**Texte présenté:**
+--

Pour chaque photo et pour orienter les discussions, quelques questions (issues de manuel de photovoix) ont guidé les échanges :
•Qu’est-ce que vous voyez sur cette image ?
•Quel sens cette image a pour vous ?
•Pourquoi cette situation existe ?
•Qu’est-ce qui pourrait être fait pour changer cette situation ?
C’est leur travail qui est ici restitué dans ce numéro de Sang d’Encre. Les photographies proposent donc un regard décalé sur les pratiques d’injection et donnent à voir leur propre vision de la consommation. Les images ouvrent sur leur intimité et donnent accès à des lieux dont les passants détournent le regard, des gestes que l’opinion publique condamne, et des personnes qui, paradoxalement, ont l’impression d’être rendues invisibles dans l’espace public.

+--

**Extrait de données:**
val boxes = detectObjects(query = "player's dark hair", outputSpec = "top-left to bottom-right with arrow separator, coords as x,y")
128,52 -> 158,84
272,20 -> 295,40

+--

Pouvez-vous prolonger le texte sur la démarche photovoix en reprenant après sa dernière phrase ?

Participant : « Il faut choquer les gens. Tu t’en fous, tu trouves une seringue, t’expliques à ton enfant, plus tu les habitues les gens… regarde la Gandja elle est tolérée à Amsterdam, ben, les gens ils fument de moins en moins. En France on est le pays le plus restrictif d’Europe, et genre c’est le pays où on a le plus de fumeurs. Si on tolérait un peu plus les choses ça irait mieux. Au Portugal ils ont tout dépénalisé et ça se passe bien. Ben j’sais pas. Interdis la vente, dépénalise les choses, ben tu t’en fous, bouge ton cul, fais quelque chose. »
Participante : « Et de toute façon, c’est toujours très en vue, pas forcément pour l’injection, pour tout ce qui va avec ce genre de pratique. C’est juste que les gens ne remarquent pas forcement, soit parce qu’ils ne veulent pas et qu’ils détournent le regard, soit parce qu’ils ne savent pas, ne tiltent pas, mais en général, ça se passe quand même à la vue de tout le monde. C’est en vue mais caché, les gens n’ont pas envie de regarder par là en fait. C’est ça le but, c’est d’aller dans des endroits les plus désagréables possibles pour que les gens n’aient pas envie d’y jeter un œil. »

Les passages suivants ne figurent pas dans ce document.